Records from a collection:
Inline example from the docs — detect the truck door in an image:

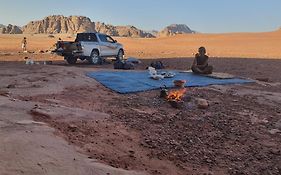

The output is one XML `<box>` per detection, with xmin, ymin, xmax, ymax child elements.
<box><xmin>76</xmin><ymin>33</ymin><xmax>98</xmax><ymax>56</ymax></box>
<box><xmin>99</xmin><ymin>34</ymin><xmax>118</xmax><ymax>56</ymax></box>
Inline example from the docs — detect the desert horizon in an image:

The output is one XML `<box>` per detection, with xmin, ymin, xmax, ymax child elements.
<box><xmin>0</xmin><ymin>0</ymin><xmax>281</xmax><ymax>175</ymax></box>
<box><xmin>0</xmin><ymin>30</ymin><xmax>281</xmax><ymax>61</ymax></box>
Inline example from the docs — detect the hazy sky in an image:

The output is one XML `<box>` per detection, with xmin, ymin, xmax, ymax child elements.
<box><xmin>0</xmin><ymin>0</ymin><xmax>281</xmax><ymax>33</ymax></box>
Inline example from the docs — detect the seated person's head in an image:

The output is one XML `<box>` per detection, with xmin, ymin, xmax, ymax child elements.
<box><xmin>198</xmin><ymin>47</ymin><xmax>206</xmax><ymax>55</ymax></box>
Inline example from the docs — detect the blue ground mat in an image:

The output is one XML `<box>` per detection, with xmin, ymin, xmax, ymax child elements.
<box><xmin>86</xmin><ymin>71</ymin><xmax>254</xmax><ymax>94</ymax></box>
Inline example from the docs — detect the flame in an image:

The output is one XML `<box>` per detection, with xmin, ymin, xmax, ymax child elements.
<box><xmin>167</xmin><ymin>88</ymin><xmax>187</xmax><ymax>101</ymax></box>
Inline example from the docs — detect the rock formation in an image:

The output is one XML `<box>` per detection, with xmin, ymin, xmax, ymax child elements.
<box><xmin>23</xmin><ymin>15</ymin><xmax>95</xmax><ymax>34</ymax></box>
<box><xmin>157</xmin><ymin>24</ymin><xmax>195</xmax><ymax>37</ymax></box>
<box><xmin>0</xmin><ymin>24</ymin><xmax>22</xmax><ymax>34</ymax></box>
<box><xmin>23</xmin><ymin>15</ymin><xmax>154</xmax><ymax>38</ymax></box>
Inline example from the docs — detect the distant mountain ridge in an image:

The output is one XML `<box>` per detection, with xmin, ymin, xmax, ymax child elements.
<box><xmin>157</xmin><ymin>24</ymin><xmax>195</xmax><ymax>37</ymax></box>
<box><xmin>0</xmin><ymin>24</ymin><xmax>22</xmax><ymax>34</ymax></box>
<box><xmin>23</xmin><ymin>15</ymin><xmax>154</xmax><ymax>38</ymax></box>
<box><xmin>0</xmin><ymin>15</ymin><xmax>194</xmax><ymax>38</ymax></box>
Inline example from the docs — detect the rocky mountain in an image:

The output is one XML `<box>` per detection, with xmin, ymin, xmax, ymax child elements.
<box><xmin>0</xmin><ymin>24</ymin><xmax>22</xmax><ymax>34</ymax></box>
<box><xmin>95</xmin><ymin>22</ymin><xmax>154</xmax><ymax>38</ymax></box>
<box><xmin>23</xmin><ymin>15</ymin><xmax>154</xmax><ymax>38</ymax></box>
<box><xmin>157</xmin><ymin>24</ymin><xmax>195</xmax><ymax>37</ymax></box>
<box><xmin>23</xmin><ymin>15</ymin><xmax>95</xmax><ymax>34</ymax></box>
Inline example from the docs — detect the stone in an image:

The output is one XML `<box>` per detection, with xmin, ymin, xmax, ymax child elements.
<box><xmin>196</xmin><ymin>98</ymin><xmax>209</xmax><ymax>109</ymax></box>
<box><xmin>269</xmin><ymin>129</ymin><xmax>281</xmax><ymax>135</ymax></box>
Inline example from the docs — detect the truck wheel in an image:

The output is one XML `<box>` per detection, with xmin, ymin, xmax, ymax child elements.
<box><xmin>88</xmin><ymin>50</ymin><xmax>102</xmax><ymax>64</ymax></box>
<box><xmin>64</xmin><ymin>57</ymin><xmax>77</xmax><ymax>64</ymax></box>
<box><xmin>116</xmin><ymin>49</ymin><xmax>124</xmax><ymax>61</ymax></box>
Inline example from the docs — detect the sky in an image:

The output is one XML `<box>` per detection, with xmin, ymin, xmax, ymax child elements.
<box><xmin>0</xmin><ymin>0</ymin><xmax>281</xmax><ymax>33</ymax></box>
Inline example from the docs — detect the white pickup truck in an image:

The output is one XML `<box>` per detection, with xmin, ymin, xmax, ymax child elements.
<box><xmin>53</xmin><ymin>33</ymin><xmax>124</xmax><ymax>64</ymax></box>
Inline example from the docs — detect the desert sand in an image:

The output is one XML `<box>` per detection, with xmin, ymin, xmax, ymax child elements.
<box><xmin>0</xmin><ymin>32</ymin><xmax>281</xmax><ymax>175</ymax></box>
<box><xmin>0</xmin><ymin>30</ymin><xmax>281</xmax><ymax>59</ymax></box>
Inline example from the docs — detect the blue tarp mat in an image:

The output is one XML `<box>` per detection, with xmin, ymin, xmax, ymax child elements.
<box><xmin>86</xmin><ymin>71</ymin><xmax>254</xmax><ymax>94</ymax></box>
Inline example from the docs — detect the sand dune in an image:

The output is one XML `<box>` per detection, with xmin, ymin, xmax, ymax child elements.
<box><xmin>0</xmin><ymin>31</ymin><xmax>281</xmax><ymax>58</ymax></box>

** WHAT YOU WILL DO **
Could you convert the whole listing above into a JSON list of strings, with one string per line and blank lines dropped? Keep the pictures out of it.

** IN RESPONSE **
[
  "Inline example from the docs — detect the truck door in an image:",
  "The output is one XML `<box>` per detection, with xmin, ymin, xmax, ymax child elements.",
  "<box><xmin>76</xmin><ymin>33</ymin><xmax>98</xmax><ymax>56</ymax></box>",
  "<box><xmin>99</xmin><ymin>34</ymin><xmax>118</xmax><ymax>56</ymax></box>",
  "Inline example from the docs — detect the desert horizon in an image:",
  "The output is one XML `<box>` per detection, with xmin, ymin, xmax, ymax child elements.",
  "<box><xmin>0</xmin><ymin>0</ymin><xmax>281</xmax><ymax>175</ymax></box>",
  "<box><xmin>0</xmin><ymin>30</ymin><xmax>281</xmax><ymax>61</ymax></box>",
  "Inline example from the docs — detect the hazy sky in an image:",
  "The output is one XML `<box>` per detection, with xmin, ymin, xmax, ymax child elements.",
  "<box><xmin>0</xmin><ymin>0</ymin><xmax>281</xmax><ymax>33</ymax></box>",
  "Inline example from the docs — detect the seated person's head in an image:",
  "The output is one XML `<box>` per detection, with xmin, ymin, xmax, ymax child elements.",
  "<box><xmin>198</xmin><ymin>47</ymin><xmax>206</xmax><ymax>55</ymax></box>",
  "Inline example from the docs — detect the blue ground mat in an image:",
  "The output is one XML `<box>` per detection, with xmin, ymin, xmax, ymax child elements.",
  "<box><xmin>86</xmin><ymin>71</ymin><xmax>254</xmax><ymax>94</ymax></box>",
  "Inline example from the docs — detect the flame in an image:",
  "The output is one XML `<box>` per detection, with xmin, ymin, xmax, ymax child elements.",
  "<box><xmin>167</xmin><ymin>88</ymin><xmax>187</xmax><ymax>101</ymax></box>",
  "Inline example from the docs — detect the rock formation in an image:",
  "The output is one XML `<box>` per detection, with xmin, ymin, xmax, ymax child elements.",
  "<box><xmin>23</xmin><ymin>15</ymin><xmax>95</xmax><ymax>34</ymax></box>",
  "<box><xmin>157</xmin><ymin>24</ymin><xmax>195</xmax><ymax>37</ymax></box>",
  "<box><xmin>0</xmin><ymin>24</ymin><xmax>22</xmax><ymax>34</ymax></box>",
  "<box><xmin>23</xmin><ymin>15</ymin><xmax>154</xmax><ymax>38</ymax></box>",
  "Inline example from the docs — detect the distant mountain ridge in an image:",
  "The output is one XML `<box>` per detection, with xmin, ymin, xmax, ymax child elements.",
  "<box><xmin>157</xmin><ymin>24</ymin><xmax>195</xmax><ymax>37</ymax></box>",
  "<box><xmin>0</xmin><ymin>24</ymin><xmax>22</xmax><ymax>34</ymax></box>",
  "<box><xmin>23</xmin><ymin>15</ymin><xmax>154</xmax><ymax>38</ymax></box>",
  "<box><xmin>0</xmin><ymin>15</ymin><xmax>194</xmax><ymax>38</ymax></box>",
  "Inline example from the docs — detect the rocky mountain in an image:",
  "The output is one XML `<box>` per detection, with xmin, ymin, xmax, ymax child elements.",
  "<box><xmin>0</xmin><ymin>24</ymin><xmax>22</xmax><ymax>34</ymax></box>",
  "<box><xmin>95</xmin><ymin>22</ymin><xmax>154</xmax><ymax>38</ymax></box>",
  "<box><xmin>23</xmin><ymin>15</ymin><xmax>154</xmax><ymax>38</ymax></box>",
  "<box><xmin>157</xmin><ymin>24</ymin><xmax>195</xmax><ymax>37</ymax></box>",
  "<box><xmin>23</xmin><ymin>15</ymin><xmax>95</xmax><ymax>34</ymax></box>",
  "Inline example from the docs — detect the stone in an image:",
  "The output is one XML `<box>` per detection, with xmin, ymin, xmax, ymax child elements.",
  "<box><xmin>196</xmin><ymin>98</ymin><xmax>209</xmax><ymax>109</ymax></box>",
  "<box><xmin>269</xmin><ymin>129</ymin><xmax>281</xmax><ymax>135</ymax></box>",
  "Inline example from the docs — detect the truck wheel in an image:",
  "The output is one XML `<box>` per detection, with xmin, ymin, xmax, ymax child elements.",
  "<box><xmin>88</xmin><ymin>50</ymin><xmax>102</xmax><ymax>64</ymax></box>",
  "<box><xmin>64</xmin><ymin>57</ymin><xmax>77</xmax><ymax>64</ymax></box>",
  "<box><xmin>116</xmin><ymin>49</ymin><xmax>124</xmax><ymax>61</ymax></box>",
  "Inline example from the docs — detect the sky in an image:",
  "The output is one XML `<box>` per detection, with xmin, ymin, xmax, ymax child elements.",
  "<box><xmin>0</xmin><ymin>0</ymin><xmax>281</xmax><ymax>33</ymax></box>",
  "Inline example from the docs — detect the white pickup truck in an image:",
  "The output is one XML `<box>` per detection, with xmin, ymin, xmax, ymax child elements.",
  "<box><xmin>53</xmin><ymin>33</ymin><xmax>124</xmax><ymax>64</ymax></box>",
  "Inline example from the docs — detect the desert sand in an image:",
  "The output is one XML `<box>` per detection, with xmin, ymin, xmax, ymax child elements.",
  "<box><xmin>0</xmin><ymin>32</ymin><xmax>281</xmax><ymax>175</ymax></box>",
  "<box><xmin>0</xmin><ymin>30</ymin><xmax>281</xmax><ymax>59</ymax></box>",
  "Inline example from the docs — detect the blue tarp mat in an image:",
  "The output is one XML `<box>` per detection, with xmin, ymin, xmax, ymax child elements.",
  "<box><xmin>86</xmin><ymin>71</ymin><xmax>254</xmax><ymax>94</ymax></box>",
  "Inline example from the docs — detect the sand dune in an image:",
  "The output is one XML `<box>` per detection, with xmin, ymin, xmax, ymax child elements.",
  "<box><xmin>0</xmin><ymin>31</ymin><xmax>281</xmax><ymax>58</ymax></box>"
]